(ACTIVITY) Please rewrite the listing from its first line through the line containing "positive clicks: (758, 401)", renaming "rough mask" to "coarse mask" and leaving all else unchanged.

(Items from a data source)
****************
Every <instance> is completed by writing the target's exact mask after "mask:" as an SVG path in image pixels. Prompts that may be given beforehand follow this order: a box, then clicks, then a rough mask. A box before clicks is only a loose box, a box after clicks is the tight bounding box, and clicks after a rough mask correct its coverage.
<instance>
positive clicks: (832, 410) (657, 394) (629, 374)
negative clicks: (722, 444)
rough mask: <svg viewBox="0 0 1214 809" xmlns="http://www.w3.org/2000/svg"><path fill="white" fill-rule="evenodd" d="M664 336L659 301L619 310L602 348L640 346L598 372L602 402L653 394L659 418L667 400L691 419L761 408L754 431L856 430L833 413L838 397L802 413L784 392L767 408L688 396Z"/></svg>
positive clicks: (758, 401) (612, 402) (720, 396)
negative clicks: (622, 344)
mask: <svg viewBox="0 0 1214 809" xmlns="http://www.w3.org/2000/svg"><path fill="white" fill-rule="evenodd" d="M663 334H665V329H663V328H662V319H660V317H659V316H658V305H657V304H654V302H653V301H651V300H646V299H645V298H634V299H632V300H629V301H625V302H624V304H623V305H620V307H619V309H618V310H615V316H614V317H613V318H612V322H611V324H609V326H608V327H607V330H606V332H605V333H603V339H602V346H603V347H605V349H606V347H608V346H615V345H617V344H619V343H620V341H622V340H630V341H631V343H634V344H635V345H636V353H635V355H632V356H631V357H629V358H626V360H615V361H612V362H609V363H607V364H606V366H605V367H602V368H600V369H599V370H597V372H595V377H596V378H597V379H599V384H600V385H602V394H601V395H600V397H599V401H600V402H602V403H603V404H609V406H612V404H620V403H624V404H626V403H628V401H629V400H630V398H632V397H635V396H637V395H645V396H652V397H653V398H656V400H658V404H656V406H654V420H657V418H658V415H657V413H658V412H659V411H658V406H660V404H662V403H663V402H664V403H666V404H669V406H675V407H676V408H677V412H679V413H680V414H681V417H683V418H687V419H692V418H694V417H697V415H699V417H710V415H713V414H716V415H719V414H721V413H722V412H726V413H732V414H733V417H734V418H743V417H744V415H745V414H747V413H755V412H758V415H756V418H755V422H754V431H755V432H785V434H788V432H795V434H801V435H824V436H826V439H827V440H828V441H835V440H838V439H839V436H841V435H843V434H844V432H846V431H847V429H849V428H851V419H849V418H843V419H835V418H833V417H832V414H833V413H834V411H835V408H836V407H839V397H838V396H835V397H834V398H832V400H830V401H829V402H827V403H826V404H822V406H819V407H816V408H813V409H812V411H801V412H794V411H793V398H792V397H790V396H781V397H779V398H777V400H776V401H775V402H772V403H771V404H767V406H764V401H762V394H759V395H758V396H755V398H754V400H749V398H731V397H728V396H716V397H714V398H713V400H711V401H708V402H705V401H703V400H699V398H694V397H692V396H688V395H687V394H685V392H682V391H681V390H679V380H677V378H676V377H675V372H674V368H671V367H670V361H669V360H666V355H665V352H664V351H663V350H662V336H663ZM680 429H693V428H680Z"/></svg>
****************
(REPLY TO THE EXERCISE)
Every <instance> is completed by writing the target's exact mask after "mask:" as an SVG path in image pixels. Prompts that may be given beforehand follow this order: a box, then clicks, then a coarse mask. A box before clicks is only a loose box, a box after clicks is the tight bounding box, and clicks after a coarse mask correct its coverage.
<instance>
positive clicks: (832, 410) (657, 394) (629, 374)
negative clicks: (722, 444)
coarse mask: <svg viewBox="0 0 1214 809" xmlns="http://www.w3.org/2000/svg"><path fill="white" fill-rule="evenodd" d="M664 336L659 301L619 310L602 348L640 346L598 372L602 402L653 394L659 418L667 400L691 419L761 408L754 431L856 430L833 413L838 397L802 413L784 392L767 408L688 396Z"/></svg>
positive clicks: (758, 401) (612, 402) (720, 396)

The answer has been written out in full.